## DESCRIPTION OF THE TASK
Without leaving out a single line, restate the entries below exactly.

BEGIN

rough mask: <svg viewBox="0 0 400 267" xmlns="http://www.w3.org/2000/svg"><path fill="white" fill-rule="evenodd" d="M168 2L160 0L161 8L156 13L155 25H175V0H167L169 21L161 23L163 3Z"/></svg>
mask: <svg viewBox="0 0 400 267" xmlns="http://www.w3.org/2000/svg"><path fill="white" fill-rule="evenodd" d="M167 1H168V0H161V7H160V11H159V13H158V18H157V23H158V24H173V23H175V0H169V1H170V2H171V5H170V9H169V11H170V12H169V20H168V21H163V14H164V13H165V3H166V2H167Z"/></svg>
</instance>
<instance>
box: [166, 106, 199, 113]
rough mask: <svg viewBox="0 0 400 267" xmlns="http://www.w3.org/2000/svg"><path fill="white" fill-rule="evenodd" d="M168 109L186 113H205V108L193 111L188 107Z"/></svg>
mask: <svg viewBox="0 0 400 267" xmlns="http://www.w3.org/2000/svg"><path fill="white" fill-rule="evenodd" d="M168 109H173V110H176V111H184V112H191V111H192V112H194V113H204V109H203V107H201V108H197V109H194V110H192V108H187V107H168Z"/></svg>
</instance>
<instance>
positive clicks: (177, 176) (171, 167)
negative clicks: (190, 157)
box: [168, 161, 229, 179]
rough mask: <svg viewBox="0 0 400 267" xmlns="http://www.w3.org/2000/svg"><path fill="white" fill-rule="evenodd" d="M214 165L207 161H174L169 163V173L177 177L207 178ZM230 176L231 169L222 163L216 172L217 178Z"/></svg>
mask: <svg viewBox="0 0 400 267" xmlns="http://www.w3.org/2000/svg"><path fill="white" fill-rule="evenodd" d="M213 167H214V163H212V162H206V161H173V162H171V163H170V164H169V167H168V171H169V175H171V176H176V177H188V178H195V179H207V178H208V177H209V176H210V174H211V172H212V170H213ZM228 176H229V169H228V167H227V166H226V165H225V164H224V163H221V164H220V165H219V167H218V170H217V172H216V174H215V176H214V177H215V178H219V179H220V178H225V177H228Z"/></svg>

END

## ANSWER BOX
rough mask: <svg viewBox="0 0 400 267" xmlns="http://www.w3.org/2000/svg"><path fill="white" fill-rule="evenodd" d="M168 2L160 0L161 8L156 13L155 25H175V0H167L169 21L161 23L163 3Z"/></svg>
mask: <svg viewBox="0 0 400 267" xmlns="http://www.w3.org/2000/svg"><path fill="white" fill-rule="evenodd" d="M167 1H168V0H161V7H160V11H159V13H158V18H157V23H158V24H173V23H175V0H169V1H170V2H171V5H170V9H169V11H170V12H169V20H168V21H163V14H164V13H165V3H166V2H167Z"/></svg>
</instance>
<instance>
box: [166, 106, 199, 113]
rough mask: <svg viewBox="0 0 400 267" xmlns="http://www.w3.org/2000/svg"><path fill="white" fill-rule="evenodd" d="M168 109L186 113H205V108L193 111L188 107Z"/></svg>
mask: <svg viewBox="0 0 400 267" xmlns="http://www.w3.org/2000/svg"><path fill="white" fill-rule="evenodd" d="M168 109H173V110H176V111H184V112H191V111H192V112H194V113H204V109H203V107H201V108H197V109H194V110H192V108H187V107H168Z"/></svg>
</instance>
<instance>
positive clicks: (177, 176) (171, 167)
negative clicks: (190, 157)
box: [168, 161, 229, 179]
rough mask: <svg viewBox="0 0 400 267" xmlns="http://www.w3.org/2000/svg"><path fill="white" fill-rule="evenodd" d="M214 165L207 161H174L169 163V173L177 177L207 178ZM230 176L231 169L222 163L216 172L217 178Z"/></svg>
mask: <svg viewBox="0 0 400 267" xmlns="http://www.w3.org/2000/svg"><path fill="white" fill-rule="evenodd" d="M213 167H214V163H212V162H206V161H173V162H171V163H170V164H169V167H168V171H169V175H171V176H176V177H188V178H195V179H207V178H208V177H209V176H210V174H211V172H212V170H213ZM228 176H229V169H228V167H227V166H226V165H225V164H224V163H221V164H220V165H219V167H218V170H217V172H216V174H215V176H214V177H215V178H219V179H220V178H225V177H228Z"/></svg>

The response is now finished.